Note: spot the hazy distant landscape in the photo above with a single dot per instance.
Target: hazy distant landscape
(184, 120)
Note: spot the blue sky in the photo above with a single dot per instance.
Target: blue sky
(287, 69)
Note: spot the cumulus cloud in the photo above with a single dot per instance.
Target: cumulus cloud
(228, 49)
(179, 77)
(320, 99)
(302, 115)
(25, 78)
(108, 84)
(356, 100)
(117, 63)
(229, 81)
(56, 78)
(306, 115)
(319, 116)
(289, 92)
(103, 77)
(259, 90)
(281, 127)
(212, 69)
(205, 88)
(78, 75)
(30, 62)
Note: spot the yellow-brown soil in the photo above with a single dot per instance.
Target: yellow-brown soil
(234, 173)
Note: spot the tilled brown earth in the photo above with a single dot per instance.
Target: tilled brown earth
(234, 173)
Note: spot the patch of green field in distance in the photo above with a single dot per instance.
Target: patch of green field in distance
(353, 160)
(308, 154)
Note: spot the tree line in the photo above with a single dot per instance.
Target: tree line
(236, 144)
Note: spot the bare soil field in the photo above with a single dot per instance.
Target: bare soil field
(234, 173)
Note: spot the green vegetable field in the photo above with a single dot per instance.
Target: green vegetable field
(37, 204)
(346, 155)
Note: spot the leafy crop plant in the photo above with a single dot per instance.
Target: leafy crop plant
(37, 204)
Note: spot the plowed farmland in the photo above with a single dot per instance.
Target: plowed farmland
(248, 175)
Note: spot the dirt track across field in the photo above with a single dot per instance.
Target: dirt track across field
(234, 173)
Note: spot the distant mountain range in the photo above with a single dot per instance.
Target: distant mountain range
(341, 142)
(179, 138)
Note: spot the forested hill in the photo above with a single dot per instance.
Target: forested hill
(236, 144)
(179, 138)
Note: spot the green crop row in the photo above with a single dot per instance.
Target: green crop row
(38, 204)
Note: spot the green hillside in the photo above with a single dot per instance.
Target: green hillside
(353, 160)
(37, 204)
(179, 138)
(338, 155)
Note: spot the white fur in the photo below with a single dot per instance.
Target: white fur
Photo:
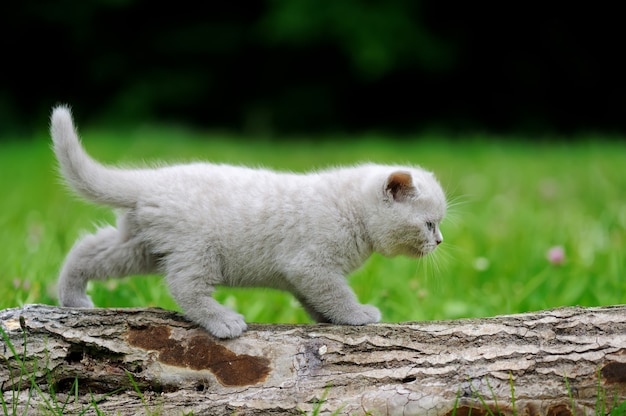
(204, 225)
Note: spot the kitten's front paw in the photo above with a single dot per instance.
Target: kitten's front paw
(362, 315)
(229, 325)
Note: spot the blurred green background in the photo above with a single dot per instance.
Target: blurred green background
(518, 109)
(276, 67)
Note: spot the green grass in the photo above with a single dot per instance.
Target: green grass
(511, 202)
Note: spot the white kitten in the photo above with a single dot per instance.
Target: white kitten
(204, 225)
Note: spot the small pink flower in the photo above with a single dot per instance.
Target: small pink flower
(556, 255)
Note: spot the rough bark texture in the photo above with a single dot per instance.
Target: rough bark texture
(547, 361)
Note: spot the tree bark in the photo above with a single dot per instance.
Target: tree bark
(150, 361)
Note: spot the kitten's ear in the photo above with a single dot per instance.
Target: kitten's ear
(399, 185)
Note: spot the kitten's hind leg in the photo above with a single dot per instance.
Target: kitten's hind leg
(194, 294)
(107, 253)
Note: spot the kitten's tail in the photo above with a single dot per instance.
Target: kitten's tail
(98, 183)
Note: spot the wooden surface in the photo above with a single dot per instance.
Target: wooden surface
(545, 361)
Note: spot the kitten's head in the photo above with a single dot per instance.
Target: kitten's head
(410, 207)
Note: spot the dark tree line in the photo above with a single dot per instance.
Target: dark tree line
(284, 66)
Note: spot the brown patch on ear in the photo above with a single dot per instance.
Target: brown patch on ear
(400, 185)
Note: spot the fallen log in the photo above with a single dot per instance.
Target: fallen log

** INSTRUCTIONS FOR THE TASK **
Would you copy out every entry above word for word, without the pictures?

** SOLUTION TO THIS PROBLEM **
Note: spot the hazy distant landscape in the photo above with a single dot per instance.
Target: hazy distant landscape
(184, 120)
Note: spot the blue sky in the photo above with a single dot per instance.
Target: blue sky
(287, 69)
Note: spot the cumulus cloud in the photo above with a single dot per instance.
Target: cumulus cloud
(228, 49)
(179, 77)
(320, 99)
(302, 115)
(25, 78)
(108, 84)
(356, 100)
(117, 63)
(229, 81)
(56, 78)
(306, 115)
(319, 116)
(289, 92)
(103, 77)
(259, 90)
(281, 127)
(212, 69)
(205, 88)
(78, 75)
(30, 62)
Note: spot the yellow-brown soil in the photo above with a single dot per instance.
Target: yellow-brown soil
(234, 173)
Note: spot the tilled brown earth in the photo above with a single dot per instance.
Target: tilled brown earth
(234, 173)
Note: spot the patch of green field in distance in the photo above with a single dot per instance.
Target: patch of green field in distance
(353, 160)
(308, 154)
Note: spot the tree line in the photo above with a single dot per instance.
Target: tree line
(236, 144)
Note: spot the bare soil field in the photo above with a single dot per instance.
Target: bare soil field
(234, 173)
Note: spot the green vegetable field in the photo above with a single dot per instance.
Target: green vegetable field
(37, 204)
(346, 155)
Note: spot the leafy crop plant in the photo above with a single dot per instance.
Target: leafy crop plant
(37, 204)
Note: spot the plowed farmland in the photo above with a single dot per instance.
Target: plowed farmland
(248, 175)
Note: spot the dirt track across field in the photo above with a single dot per instance.
Target: dirt track across field
(234, 173)
Note: spot the distant mountain range in the photo above with a single dot per instance.
Target: distant mountain range
(341, 142)
(179, 138)
Note: spot the forested hill in the photo above with a single dot per instance.
Target: forested hill
(236, 144)
(179, 138)
Note: spot the green crop row in the photo above with a single dot per instance.
Target: green crop row
(38, 204)
Note: spot the green hillside in the photo above with a single dot per instance.
Target: green hillside
(353, 160)
(37, 204)
(179, 138)
(338, 155)
Note: spot the white fur in the photo below with a single dot per instance.
Target: white fur
Photo:
(204, 225)
Note: spot the kitten's front paw in the photo above with a single dot per instance.
Target: kitten's front paw
(362, 315)
(229, 325)
Note: spot the blurred green background in the photo above with a single dot per instance.
Target: blurred green background
(518, 109)
(276, 67)
Note: spot the green grass in the photo above with a single dot per instance.
Target: green grass
(511, 202)
Note: spot the white kitten in the photo above with a single dot per instance.
Target: white kitten
(204, 225)
Note: spot the small pink flower in the photo above with a single dot per instance.
Target: small pink flower
(556, 255)
Note: spot the rough bark texture in the photo above with a single dot per instance.
Target: rough bark texture
(547, 361)
Note: spot the tree bark in the photo above with a single dot per instance.
Target: tree bark
(150, 361)
Note: spot the kitten's ear in the photo above with a single dot per instance.
Target: kitten's ear
(399, 185)
Note: spot the kitten's hind leg in the photo above with a single dot per instance.
Target: kitten's hind leg
(194, 294)
(107, 253)
Note: spot the kitten's tail in the photo above with a single dot per instance.
Target: kitten's tail
(98, 183)
Note: spot the wooden surface in the photo above with a single dot per instance.
Target: wooden surface
(545, 361)
Note: spot the kitten's head in the photo above with a single dot per instance.
Target: kitten's head
(410, 207)
Note: spot the dark tree line in the photo above with a single dot per instance.
Target: dark tree line
(284, 66)
Note: spot the brown patch on ear in the photo above with a single dot per instance.
Target: brown patch on ear
(400, 185)
Note: spot the fallen log in the photo above with a single dot per instance.
Target: fallen log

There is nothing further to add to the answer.